BEGIN
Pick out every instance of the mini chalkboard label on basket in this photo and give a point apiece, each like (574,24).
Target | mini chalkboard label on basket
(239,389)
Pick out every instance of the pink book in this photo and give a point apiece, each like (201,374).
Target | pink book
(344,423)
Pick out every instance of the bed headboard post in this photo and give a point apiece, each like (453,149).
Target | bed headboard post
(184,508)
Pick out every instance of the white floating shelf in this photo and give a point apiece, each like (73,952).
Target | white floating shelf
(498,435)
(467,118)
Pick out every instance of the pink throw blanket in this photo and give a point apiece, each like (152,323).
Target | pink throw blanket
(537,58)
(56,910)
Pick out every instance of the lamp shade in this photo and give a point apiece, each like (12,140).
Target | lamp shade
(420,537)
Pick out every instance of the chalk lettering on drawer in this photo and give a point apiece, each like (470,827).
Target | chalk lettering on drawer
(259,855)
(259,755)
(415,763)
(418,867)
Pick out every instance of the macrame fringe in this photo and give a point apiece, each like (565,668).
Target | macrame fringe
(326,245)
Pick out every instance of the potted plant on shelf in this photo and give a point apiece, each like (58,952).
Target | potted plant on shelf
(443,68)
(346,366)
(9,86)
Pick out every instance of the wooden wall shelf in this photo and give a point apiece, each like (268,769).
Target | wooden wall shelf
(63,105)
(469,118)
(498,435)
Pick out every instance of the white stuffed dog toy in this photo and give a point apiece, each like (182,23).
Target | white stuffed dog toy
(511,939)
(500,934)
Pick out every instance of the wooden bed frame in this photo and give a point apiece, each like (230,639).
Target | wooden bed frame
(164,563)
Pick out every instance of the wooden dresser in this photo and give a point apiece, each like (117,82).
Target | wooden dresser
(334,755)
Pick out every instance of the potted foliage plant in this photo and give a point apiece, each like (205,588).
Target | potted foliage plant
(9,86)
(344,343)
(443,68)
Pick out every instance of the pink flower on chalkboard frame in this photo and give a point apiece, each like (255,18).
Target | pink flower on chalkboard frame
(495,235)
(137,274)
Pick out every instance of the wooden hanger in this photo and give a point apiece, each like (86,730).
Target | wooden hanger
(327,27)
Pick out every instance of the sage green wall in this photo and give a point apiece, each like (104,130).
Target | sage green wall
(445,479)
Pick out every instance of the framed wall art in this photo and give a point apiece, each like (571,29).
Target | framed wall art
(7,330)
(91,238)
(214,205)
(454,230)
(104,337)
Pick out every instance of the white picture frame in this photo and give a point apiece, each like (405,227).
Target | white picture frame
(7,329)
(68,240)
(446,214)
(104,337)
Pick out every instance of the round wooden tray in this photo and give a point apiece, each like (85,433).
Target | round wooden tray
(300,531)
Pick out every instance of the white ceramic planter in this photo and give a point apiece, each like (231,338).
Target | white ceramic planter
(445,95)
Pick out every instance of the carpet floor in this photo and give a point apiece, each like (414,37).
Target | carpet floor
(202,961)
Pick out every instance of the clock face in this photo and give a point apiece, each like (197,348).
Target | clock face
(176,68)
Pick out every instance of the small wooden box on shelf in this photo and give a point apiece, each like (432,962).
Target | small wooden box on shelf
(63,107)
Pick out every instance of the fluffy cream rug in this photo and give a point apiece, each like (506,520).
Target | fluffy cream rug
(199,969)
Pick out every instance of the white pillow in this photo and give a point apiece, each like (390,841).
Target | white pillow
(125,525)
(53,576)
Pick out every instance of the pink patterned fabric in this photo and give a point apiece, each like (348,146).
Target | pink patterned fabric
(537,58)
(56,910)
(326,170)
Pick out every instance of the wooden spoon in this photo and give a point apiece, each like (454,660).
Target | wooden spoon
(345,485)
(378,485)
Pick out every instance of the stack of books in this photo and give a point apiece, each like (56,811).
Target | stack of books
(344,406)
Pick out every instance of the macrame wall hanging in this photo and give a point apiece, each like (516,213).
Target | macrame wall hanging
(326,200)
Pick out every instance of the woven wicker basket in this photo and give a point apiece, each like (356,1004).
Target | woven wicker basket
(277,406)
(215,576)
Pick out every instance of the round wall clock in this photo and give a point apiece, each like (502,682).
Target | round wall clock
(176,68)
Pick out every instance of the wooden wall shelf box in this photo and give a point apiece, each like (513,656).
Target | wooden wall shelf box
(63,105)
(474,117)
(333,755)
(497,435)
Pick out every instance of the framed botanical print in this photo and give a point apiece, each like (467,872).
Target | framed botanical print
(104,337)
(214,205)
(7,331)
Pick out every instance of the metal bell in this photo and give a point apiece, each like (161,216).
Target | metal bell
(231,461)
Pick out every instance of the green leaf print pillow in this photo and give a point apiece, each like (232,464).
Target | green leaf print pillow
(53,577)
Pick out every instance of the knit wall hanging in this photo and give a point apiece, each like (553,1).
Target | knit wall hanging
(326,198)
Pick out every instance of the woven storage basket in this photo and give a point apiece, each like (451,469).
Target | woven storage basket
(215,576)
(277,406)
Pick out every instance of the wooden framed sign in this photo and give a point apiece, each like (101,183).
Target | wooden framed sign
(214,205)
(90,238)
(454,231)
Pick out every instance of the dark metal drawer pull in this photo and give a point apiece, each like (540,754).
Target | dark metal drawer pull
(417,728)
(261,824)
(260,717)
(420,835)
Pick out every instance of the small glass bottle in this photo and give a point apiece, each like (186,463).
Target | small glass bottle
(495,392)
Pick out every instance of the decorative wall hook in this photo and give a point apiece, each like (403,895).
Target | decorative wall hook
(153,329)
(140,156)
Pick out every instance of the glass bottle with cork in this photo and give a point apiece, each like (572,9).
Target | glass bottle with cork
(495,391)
END
▶ **ABOUT THIS EXERCISE**
Exact copies of all entries are what's needed here.

▶ **ANSWER SECTION**
Pick out every instance of the mini chalkboard label on basket in this photo and give a point apiece, each like (574,24).
Target | mini chalkboard label on basket
(239,389)
Pick out every instance of the pink book in this photo and give a point apiece, each like (201,374).
Target | pink book
(344,423)
Pick out every instance of the bed headboard post in this photo and give a point apiece, each like (453,149).
Target | bed headboard post
(184,508)
Pick out every instance of the white floating shelf in this photo and give a point apiece, each like (73,952).
Target | white floating shelf
(498,435)
(467,118)
Pick out every instance of the pink throw blanket in this photo and give a point apiece, each like (152,323).
Target | pink throw blanket
(537,58)
(56,910)
Pick out every instance of the lamp shade in this photo and give a point apiece, each like (12,140).
Target | lamp shade
(420,537)
Pick out every instance of the chalk lettering on drawer in this photo and give a point apiece, each like (470,827).
Target | chalk lettering on drawer
(259,855)
(259,755)
(415,763)
(418,867)
Pick out every instance of the macrame fringe in this photo and give a point apiece, each like (565,668).
Target | macrame fringe
(326,245)
Pick out every instance of the potted plant on shelf in this photo and give a point apiece, each like (58,952).
Target | potted plant on shelf
(443,68)
(346,366)
(9,86)
Pick out every instance of the wooden wall shelf in this photo and give a point apiece, each like (268,769).
Target | wooden wall shelf
(63,105)
(469,118)
(498,435)
Pick out every instance of the white stuffed dog toy in this photo and give a point apiece, each like (182,23).
Target | white stuffed dog toy
(511,939)
(500,934)
Pick out every instance of the wooden bed frame in this photo and give a point apiece, each like (230,639).
Target | wooden bed frame
(164,563)
Pick out every instance of the wooden dresser in this photo and give a point apiece, each like (117,82).
Target | wooden dresser
(334,755)
Pick out every instance of the potted foliage plant in this photo and give a point apiece, each like (205,588).
Target | potted foliage plant
(9,86)
(344,343)
(443,68)
Pick out every instance of the pink flower on chalkboard frame in this photo and give a point apiece, each like (255,18).
Target | pink flower on chalkboard frame
(495,235)
(137,274)
Pick out every instance of the wooden hanger in this photo and give a point apiece, each like (86,730).
Target | wooden hanger
(327,27)
Pick out every instance of the sage green wall in this photo and give a point apiece, each like (104,130).
Target | sage green wall
(445,479)
Pick out every instance of the framed wall art in this photo and give a point apiece, each like (571,29).
Target | framed wall art
(7,330)
(91,238)
(214,205)
(454,230)
(104,337)
Pick out every instance of the white picture frame in this photo and give a point apiece, each like (405,227).
Target | white picture frame
(7,329)
(68,240)
(446,214)
(104,337)
Pick out every instance of the round wooden tray in this photo and give a point apiece, each like (85,433).
Target | round wooden tray
(300,531)
Pick out every instance of the white ceramic planter in this photo and give a point apiece, each like (231,338).
Target | white ceramic planter
(445,95)
Pick out every instance of the carpet floor in this photo and give a point apiece, each like (414,37).
Target | carpet floor
(202,961)
Pick out every instance of the clock face in this photo and give a point apiece, each like (197,348).
Target | clock face
(176,68)
Pick out every instance of the small wooden box on shelf in this photo and give a point apiece, each like (432,962).
Target | small wooden box on shelf
(63,107)
Pick out every instance of the fluffy cream rug in this photo and give a point apiece, each like (506,520).
Target | fluffy cream rug
(199,969)
Pick out every instance of the white pillow in this photo and give a point apiece, each like (390,841).
Target | white pillow
(125,525)
(53,576)
Pick out every instance of the pink patterned fabric in this photo and give a point apiece, each like (348,146).
Target | pink patterned fabric
(537,58)
(56,910)
(326,170)
Pick out every instance of the wooden spoon in this photo and give a point apiece, each like (454,660).
Target | wooden spoon
(345,485)
(378,485)
Pick out every instance of the stack of books in this photo and give a point apiece, each like (56,811).
Target | stack of books
(344,406)
Pick out every instance of the macrame wall hanging in this photo and give a point apiece, each like (516,213).
Target | macrame wall hanging
(326,200)
Pick out every instance of the woven wicker basket in this photo and give a point apiece, each like (356,1004).
Target | woven wicker basket
(277,406)
(215,576)
Pick out every instance of the round wall clock in this photo and give a point apiece, each like (502,682).
Target | round wall clock
(176,68)
Pick out every instance of the wooden wall shelf box in this photo and give a point apiece, each like (513,656).
Target | wooden wall shelf box
(63,105)
(474,117)
(333,755)
(497,435)
Pick out every instance of the framed botanical print in this photo and give a point apiece, each like (467,872).
Target | framed botanical print
(104,337)
(214,205)
(7,331)
Pick out every instance of the metal bell in this photo and give a point apiece, each like (161,216).
Target | metal bell
(231,461)
Pick out every instance of the green leaf print pillow in this photo and give a point apiece, each like (232,464).
Target | green leaf print pillow
(53,577)
Pick out every instance of the knit wall hanging in this photo and give a point apiece, each like (553,1).
Target | knit wall hanging
(326,198)
Pick out every instance of the woven storage basket in this photo and give a point apiece, each like (451,469).
Target | woven storage basket
(215,576)
(277,406)
Pick out every instance of the wooden framed sign in this photo and give a point apiece, each like (101,183).
Target | wooden framed sign
(214,205)
(90,238)
(454,231)
Pick out every instance of the dark metal drawer pull in this photo and give a point apiece, each like (540,754).
Target | dark metal drawer pull
(417,728)
(261,824)
(260,717)
(420,835)
Pick out every instance of the small glass bottle in this photo and give a point apiece, each like (186,463).
Target | small glass bottle
(495,392)
Pick out every instance of the decorative wall hook in this photo and give a point apiece, each like (403,895).
Target | decorative wall hook
(153,329)
(140,156)
Pick out every instance of the glass bottle with cork in this photo and give a point apiece, each like (572,9).
Target | glass bottle with cork
(495,391)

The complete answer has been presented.